Ajuda para dispensar ‘ficante’, luta
De mentirinha, ou ‘revezamento de acne’? Ter irmão gêmeo idêntico, no mínimo, rende boas histórias
FOLHA
Qualquer conversa mais calma com irmãos gêmeos idênticos costuma ser capaz de revelar o que muitos estudos científicos já apontam: eles tendem a ser muito mais grudados do que os irmãos que não “moraram juntos” no útero materno, e podem ser até mais próximos entre si do que gêmeos não idênticos.
Esse nível elevado de cumplicidade acabou levando a curiosas “lutas de compadre” entre os judocas e estudantes de medicina Hiran e Felipe Gasparini, 28, que começaram a treinar com apenas quatro anos de idade. “Quando passamos a competir, por muitas vezes nos enfrentamos nos campeonatos e, nessas ocasiões, tirávamos par ou ímpar para ver quem seria o vencedor da vez”, conta Hiran.
Quando as competições de judô foram ficando sérias e os garotos se puseram a disputar seletivas para campeonatos nacionais e internacionais, Hiran acabou mudando de categoria para que os dois tivessem chance de ganhar medalhas ao mesmo tempo e de viajar juntos para as disputas.

###

**Exercício 1:**
Segundo o texto sobre irmãos gêmeos idênticos, o que Hiran e Felipe Gasparini faziam quando se enfrentavam nos campeonatos de judô?
**Exercício 2:**
Escreva a continuação do texto sobre irmãos gêmeos idênticos, partindo da última frase apresentada.

###

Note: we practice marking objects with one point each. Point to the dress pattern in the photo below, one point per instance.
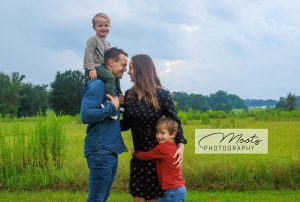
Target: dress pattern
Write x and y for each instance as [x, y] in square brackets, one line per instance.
[141, 119]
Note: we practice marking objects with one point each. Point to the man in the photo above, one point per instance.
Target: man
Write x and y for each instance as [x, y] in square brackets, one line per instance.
[103, 140]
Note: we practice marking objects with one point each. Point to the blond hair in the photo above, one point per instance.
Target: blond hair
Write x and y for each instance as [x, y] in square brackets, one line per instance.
[167, 124]
[103, 15]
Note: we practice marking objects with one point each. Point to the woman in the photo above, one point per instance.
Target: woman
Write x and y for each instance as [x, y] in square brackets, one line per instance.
[145, 103]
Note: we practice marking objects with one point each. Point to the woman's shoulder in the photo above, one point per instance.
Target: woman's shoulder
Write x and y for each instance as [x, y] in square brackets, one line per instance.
[161, 91]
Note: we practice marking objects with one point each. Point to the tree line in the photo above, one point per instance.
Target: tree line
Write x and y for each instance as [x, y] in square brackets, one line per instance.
[63, 95]
[19, 98]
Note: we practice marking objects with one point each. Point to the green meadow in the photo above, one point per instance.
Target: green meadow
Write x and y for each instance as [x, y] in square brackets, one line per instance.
[46, 153]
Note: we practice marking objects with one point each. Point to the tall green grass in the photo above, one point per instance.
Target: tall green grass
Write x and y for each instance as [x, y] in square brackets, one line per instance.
[30, 155]
[47, 152]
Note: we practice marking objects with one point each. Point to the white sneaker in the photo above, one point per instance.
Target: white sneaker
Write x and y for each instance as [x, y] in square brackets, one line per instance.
[115, 117]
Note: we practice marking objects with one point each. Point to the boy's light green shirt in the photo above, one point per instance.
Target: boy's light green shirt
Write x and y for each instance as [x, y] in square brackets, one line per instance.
[94, 52]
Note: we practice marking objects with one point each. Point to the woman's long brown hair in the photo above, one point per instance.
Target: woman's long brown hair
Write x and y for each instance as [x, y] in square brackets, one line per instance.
[146, 81]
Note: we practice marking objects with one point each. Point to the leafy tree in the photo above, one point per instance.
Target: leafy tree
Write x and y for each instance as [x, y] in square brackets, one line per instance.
[65, 93]
[280, 103]
[225, 102]
[9, 93]
[290, 102]
[34, 100]
[198, 102]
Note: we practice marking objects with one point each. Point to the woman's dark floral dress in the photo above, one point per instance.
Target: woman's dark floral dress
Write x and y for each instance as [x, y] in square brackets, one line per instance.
[141, 119]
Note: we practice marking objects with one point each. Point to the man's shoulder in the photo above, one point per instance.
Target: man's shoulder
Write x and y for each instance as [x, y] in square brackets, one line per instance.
[95, 83]
[92, 40]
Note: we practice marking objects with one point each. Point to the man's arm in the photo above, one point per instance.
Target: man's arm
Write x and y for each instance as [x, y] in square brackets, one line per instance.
[93, 95]
[152, 154]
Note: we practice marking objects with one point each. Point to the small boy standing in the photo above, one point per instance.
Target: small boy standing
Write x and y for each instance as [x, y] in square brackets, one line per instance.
[93, 62]
[170, 177]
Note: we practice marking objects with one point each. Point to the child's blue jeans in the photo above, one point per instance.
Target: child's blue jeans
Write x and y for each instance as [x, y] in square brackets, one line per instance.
[102, 167]
[174, 195]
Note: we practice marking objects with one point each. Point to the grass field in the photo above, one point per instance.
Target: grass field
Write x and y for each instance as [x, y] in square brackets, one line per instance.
[277, 170]
[271, 196]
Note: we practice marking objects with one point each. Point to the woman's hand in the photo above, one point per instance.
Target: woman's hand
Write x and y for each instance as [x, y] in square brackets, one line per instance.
[179, 154]
[93, 74]
[114, 100]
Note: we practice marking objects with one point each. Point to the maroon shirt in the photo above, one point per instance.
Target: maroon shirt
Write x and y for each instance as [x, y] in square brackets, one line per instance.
[169, 176]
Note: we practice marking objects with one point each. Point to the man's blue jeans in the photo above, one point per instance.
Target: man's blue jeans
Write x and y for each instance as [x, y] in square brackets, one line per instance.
[174, 195]
[102, 167]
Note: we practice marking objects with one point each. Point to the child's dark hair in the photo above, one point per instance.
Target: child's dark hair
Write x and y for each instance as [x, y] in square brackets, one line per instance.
[167, 123]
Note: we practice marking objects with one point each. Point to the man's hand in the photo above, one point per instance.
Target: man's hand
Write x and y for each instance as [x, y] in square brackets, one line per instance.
[179, 154]
[121, 99]
[93, 74]
[114, 100]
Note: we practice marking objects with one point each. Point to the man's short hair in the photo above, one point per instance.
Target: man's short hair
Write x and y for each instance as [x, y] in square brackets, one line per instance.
[113, 53]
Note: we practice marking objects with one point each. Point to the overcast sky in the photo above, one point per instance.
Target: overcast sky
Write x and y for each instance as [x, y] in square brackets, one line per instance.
[247, 48]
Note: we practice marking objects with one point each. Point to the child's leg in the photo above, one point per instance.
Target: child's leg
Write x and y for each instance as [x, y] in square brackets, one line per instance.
[107, 77]
[118, 87]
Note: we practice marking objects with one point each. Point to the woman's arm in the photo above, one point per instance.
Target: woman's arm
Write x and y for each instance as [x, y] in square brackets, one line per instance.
[125, 123]
[168, 108]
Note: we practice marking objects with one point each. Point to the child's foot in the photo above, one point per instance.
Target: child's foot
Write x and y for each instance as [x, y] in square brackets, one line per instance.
[115, 117]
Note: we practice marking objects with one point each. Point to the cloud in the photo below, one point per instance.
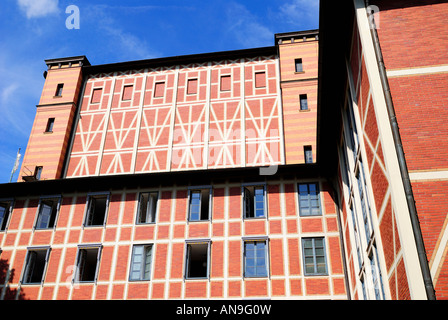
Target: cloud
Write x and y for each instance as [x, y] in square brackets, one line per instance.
[301, 12]
[38, 8]
[246, 28]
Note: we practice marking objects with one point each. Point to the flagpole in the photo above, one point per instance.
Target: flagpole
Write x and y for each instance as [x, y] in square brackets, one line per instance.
[16, 165]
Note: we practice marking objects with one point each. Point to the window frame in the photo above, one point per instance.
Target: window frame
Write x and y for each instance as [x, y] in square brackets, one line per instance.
[26, 265]
[187, 267]
[264, 240]
[139, 207]
[244, 188]
[76, 272]
[143, 263]
[324, 248]
[195, 189]
[88, 208]
[301, 213]
[58, 201]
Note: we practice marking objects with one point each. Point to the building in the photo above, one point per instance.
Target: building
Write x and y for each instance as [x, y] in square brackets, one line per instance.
[275, 172]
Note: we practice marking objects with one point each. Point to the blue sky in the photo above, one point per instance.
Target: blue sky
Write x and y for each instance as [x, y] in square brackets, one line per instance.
[114, 31]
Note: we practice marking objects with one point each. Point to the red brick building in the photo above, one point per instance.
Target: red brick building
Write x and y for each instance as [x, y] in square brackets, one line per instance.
[272, 172]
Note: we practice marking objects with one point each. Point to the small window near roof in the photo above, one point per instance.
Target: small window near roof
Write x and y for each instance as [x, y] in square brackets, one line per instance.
[50, 124]
[59, 88]
[298, 65]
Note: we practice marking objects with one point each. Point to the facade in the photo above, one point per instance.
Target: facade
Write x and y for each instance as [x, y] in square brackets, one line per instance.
[273, 172]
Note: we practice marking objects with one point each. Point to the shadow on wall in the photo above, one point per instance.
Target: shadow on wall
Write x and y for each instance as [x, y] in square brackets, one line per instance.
[9, 294]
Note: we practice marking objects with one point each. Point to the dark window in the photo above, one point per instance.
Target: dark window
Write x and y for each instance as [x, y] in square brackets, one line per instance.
[298, 65]
[303, 102]
[96, 95]
[5, 211]
[96, 210]
[48, 211]
[200, 204]
[50, 124]
[308, 152]
[87, 264]
[147, 207]
[197, 260]
[255, 258]
[309, 203]
[314, 256]
[254, 202]
[141, 262]
[260, 79]
[59, 88]
[192, 86]
[36, 261]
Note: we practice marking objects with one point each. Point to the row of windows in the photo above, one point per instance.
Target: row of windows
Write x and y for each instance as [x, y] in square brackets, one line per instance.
[200, 206]
[197, 260]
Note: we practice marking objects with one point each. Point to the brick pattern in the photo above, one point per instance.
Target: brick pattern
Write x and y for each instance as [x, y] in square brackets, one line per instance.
[283, 227]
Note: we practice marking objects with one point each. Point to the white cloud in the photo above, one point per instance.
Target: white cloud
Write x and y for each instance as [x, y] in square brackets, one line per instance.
[38, 8]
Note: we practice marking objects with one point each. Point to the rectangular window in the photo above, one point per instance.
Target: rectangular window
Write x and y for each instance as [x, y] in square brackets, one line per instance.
[96, 95]
[87, 264]
[225, 83]
[308, 152]
[260, 79]
[200, 204]
[35, 265]
[96, 210]
[47, 213]
[314, 256]
[192, 86]
[127, 93]
[298, 65]
[141, 262]
[50, 124]
[254, 201]
[59, 88]
[309, 203]
[255, 258]
[147, 207]
[197, 260]
[303, 102]
[5, 211]
[159, 89]
[38, 172]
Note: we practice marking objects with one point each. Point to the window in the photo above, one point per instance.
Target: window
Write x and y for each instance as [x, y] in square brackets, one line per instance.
[303, 102]
[87, 264]
[141, 262]
[96, 210]
[38, 172]
[159, 89]
[59, 88]
[35, 265]
[50, 124]
[308, 152]
[255, 258]
[192, 86]
[309, 204]
[260, 79]
[127, 93]
[96, 95]
[147, 207]
[47, 212]
[225, 83]
[314, 256]
[200, 204]
[197, 260]
[254, 201]
[298, 65]
[5, 211]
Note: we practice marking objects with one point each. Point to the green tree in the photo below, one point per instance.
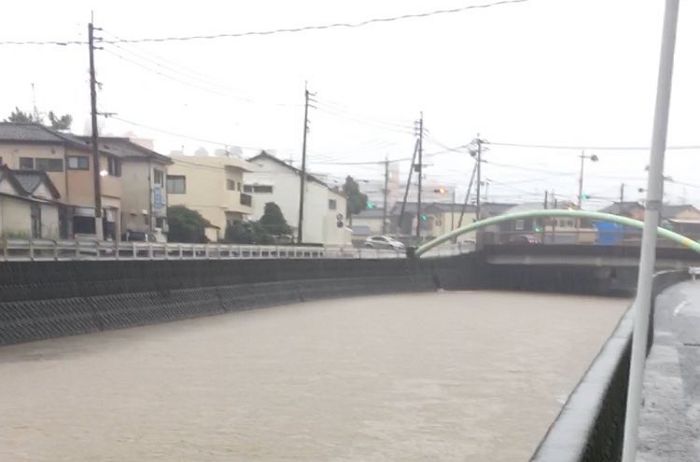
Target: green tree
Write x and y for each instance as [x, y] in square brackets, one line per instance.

###

**Resposta do exercício 1:**
Tiravam par ou ímpar para ver quem seria o vencedor da vez.

**Resposta do exercício 2:**
“Eu e o Felipe fomos campeões paulistas em duas categorias diferentes, leve e meio-médio, no mesmo momento e no dia do aniversário da nossa mãe, que não sabia nem para quem torcer e a quem assistir, porque as lutas aconteceram uma do lado da outra”, conta o aluno do sexto ano de medicina da Unifesp (Universidade Federal de São Paulo) —o irmão está no quinto ano na Unesp de Botucatu. SEM TELEPATIA A cumplicidade também sempre foi a tônica da relação entre o publicitário Fernando Nieto e seu irmão, o administrador Roberto, 38. “Temos uma conectividade muito forte”, diz Fernando. Por coincidência, ambos se casaram com mulheres que também eram gêmeas (fraternas).
Os dois tiveram de passar um tempo considerável separados quando, aos 15 anos, Roberto sofreu um acidente com uma arma de pressão (o chumbo feriu sua cabeça) e entrou em coma. A recuperação lenta fez com que ele perdesse o ano escolar, enquanto Fernando continuou os estudos.
“As pessoas falam muito dessa suposta conexão telepática entre os gêmeos, mas confesso que não senti nada quando o Roberto entrou em coma”, diz o publicitário, corroborando os estudos que indicam que essa ligação “mágica” não passa de crendice.
Como seguiram carreiras bem diferentes, os dois volta e meia precisam lidar com amigos e colegas que conhecem apenas um dos irmãos e, sem saber da existência do outro gêmeo, já vão abraçando o coitado com toda a familiaridade em público —outro problema clássico de irmãos idênticos.
“A gente nem corrige mais. Se é na balada e a pessoa só quer dizer ‘E aí, há quanto tempo!’, a gente abraça e segue em frente”, ri Fernando.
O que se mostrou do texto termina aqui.